**Information supplied**
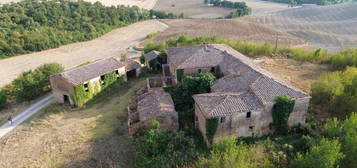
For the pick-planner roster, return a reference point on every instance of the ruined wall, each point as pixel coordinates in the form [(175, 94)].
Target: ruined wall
[(61, 87), (298, 116)]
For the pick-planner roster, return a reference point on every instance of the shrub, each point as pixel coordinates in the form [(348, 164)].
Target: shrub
[(346, 132), (3, 99), (227, 153), (337, 90), (327, 154), (33, 83), (163, 149)]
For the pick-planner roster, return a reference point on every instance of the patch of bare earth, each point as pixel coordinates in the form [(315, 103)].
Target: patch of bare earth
[(95, 136), (112, 44), (297, 73), (232, 29), (332, 27)]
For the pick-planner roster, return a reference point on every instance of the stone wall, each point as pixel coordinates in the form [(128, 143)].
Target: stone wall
[(61, 87)]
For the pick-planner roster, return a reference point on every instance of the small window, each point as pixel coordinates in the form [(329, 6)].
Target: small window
[(249, 114), (223, 119), (213, 69)]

**Short problem**
Retype all of the material above verbatim, and leave the picture out of your answer.

**The solution**
For the pick-planner roster, return a reference point on every instance of the ruined wall, each point as pixel coordinates in the form [(175, 94)].
Target: ruined wall
[(61, 87), (298, 116)]
For the pick-planner roster, return a reference point on every instance of the shrub, each point as pixel coordinates in the form [(348, 164)].
Target: shrub
[(346, 132), (3, 99), (227, 153), (337, 90), (327, 154), (33, 83), (163, 149)]
For the pick-planner roster, return a reference point on every instance of the patch of bare earth, each point as pixel coordinates in the form [(315, 103)].
Target: patch of bare earth
[(95, 136), (112, 44), (297, 73), (232, 29), (332, 27)]
For the pick-planner roster, return a reference point on every instance of the stone wall, each point as pixel coordinates in the form [(128, 143)].
Target: stone wall
[(61, 87)]
For the pick-planner roster, return a reference point on every instance of the small window, each point as pixel coordinates in the form [(329, 6)].
Target: small window
[(249, 114), (223, 119), (213, 69)]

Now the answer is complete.